_TASK ITEM_
Every line of the material has to be retyped exactly.

_MATERIAL SHOWN_
________________
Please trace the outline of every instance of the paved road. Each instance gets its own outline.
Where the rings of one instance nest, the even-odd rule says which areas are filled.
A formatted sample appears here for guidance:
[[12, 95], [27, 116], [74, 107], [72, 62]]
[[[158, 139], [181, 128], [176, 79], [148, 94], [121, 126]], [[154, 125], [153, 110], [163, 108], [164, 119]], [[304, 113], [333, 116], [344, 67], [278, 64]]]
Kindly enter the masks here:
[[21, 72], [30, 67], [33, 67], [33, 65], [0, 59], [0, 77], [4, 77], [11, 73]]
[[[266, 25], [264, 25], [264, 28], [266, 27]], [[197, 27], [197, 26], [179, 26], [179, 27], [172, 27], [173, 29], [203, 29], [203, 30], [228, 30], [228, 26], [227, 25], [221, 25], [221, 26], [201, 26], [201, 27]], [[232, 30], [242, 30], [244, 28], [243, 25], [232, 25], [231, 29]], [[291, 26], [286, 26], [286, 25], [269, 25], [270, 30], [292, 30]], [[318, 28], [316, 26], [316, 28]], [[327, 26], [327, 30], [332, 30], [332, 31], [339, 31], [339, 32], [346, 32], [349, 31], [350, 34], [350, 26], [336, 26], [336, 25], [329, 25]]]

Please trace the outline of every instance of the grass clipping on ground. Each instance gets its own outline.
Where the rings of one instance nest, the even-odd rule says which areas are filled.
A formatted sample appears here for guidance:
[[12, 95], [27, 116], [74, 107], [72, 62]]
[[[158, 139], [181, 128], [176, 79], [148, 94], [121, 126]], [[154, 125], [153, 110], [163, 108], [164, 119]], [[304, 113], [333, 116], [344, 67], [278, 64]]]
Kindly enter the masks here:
________________
_PROBLEM SOLUTION_
Please trace the outline of every instance of the paved road. Each instance gets its own outline.
Where the rings of one instance nest, the even-odd rule says which areas are filled.
A formatted sample appears here for guidance:
[[12, 95], [27, 116], [74, 107], [72, 62]]
[[[158, 139], [181, 128], [176, 79], [148, 94], [121, 126]], [[154, 125], [153, 110], [163, 108], [164, 119]], [[304, 113], [333, 116], [344, 67], [278, 64]]]
Kindly enter the masks here:
[[21, 72], [30, 67], [33, 67], [33, 65], [0, 59], [0, 77], [4, 77], [11, 73]]
[[[266, 25], [264, 25], [264, 28], [266, 27]], [[197, 27], [197, 26], [179, 26], [179, 27], [172, 27], [173, 29], [203, 29], [203, 30], [228, 30], [228, 26], [227, 25], [221, 25], [221, 26], [201, 26], [201, 27]], [[232, 30], [242, 30], [244, 28], [243, 25], [232, 25], [231, 29]], [[291, 26], [286, 26], [286, 25], [269, 25], [270, 30], [292, 30]], [[318, 28], [316, 26], [316, 28]], [[327, 26], [327, 30], [332, 30], [332, 31], [339, 31], [339, 32], [346, 32], [349, 31], [350, 34], [350, 26], [336, 26], [336, 25], [329, 25]]]

Please trace the outline of every instance of the grass clipping on ground. Each instance gets its own outline.
Where the rings of one instance nest, the even-odd rule says which areas are filled.
A formatted sample appears here for guidance:
[[12, 95], [27, 116], [74, 107], [72, 62]]
[[[158, 139], [181, 128], [176, 79], [148, 94], [121, 126]], [[154, 125], [153, 110], [163, 108], [164, 119]], [[304, 113], [333, 116], [344, 67], [278, 64]]]
Kindly enter the masks here:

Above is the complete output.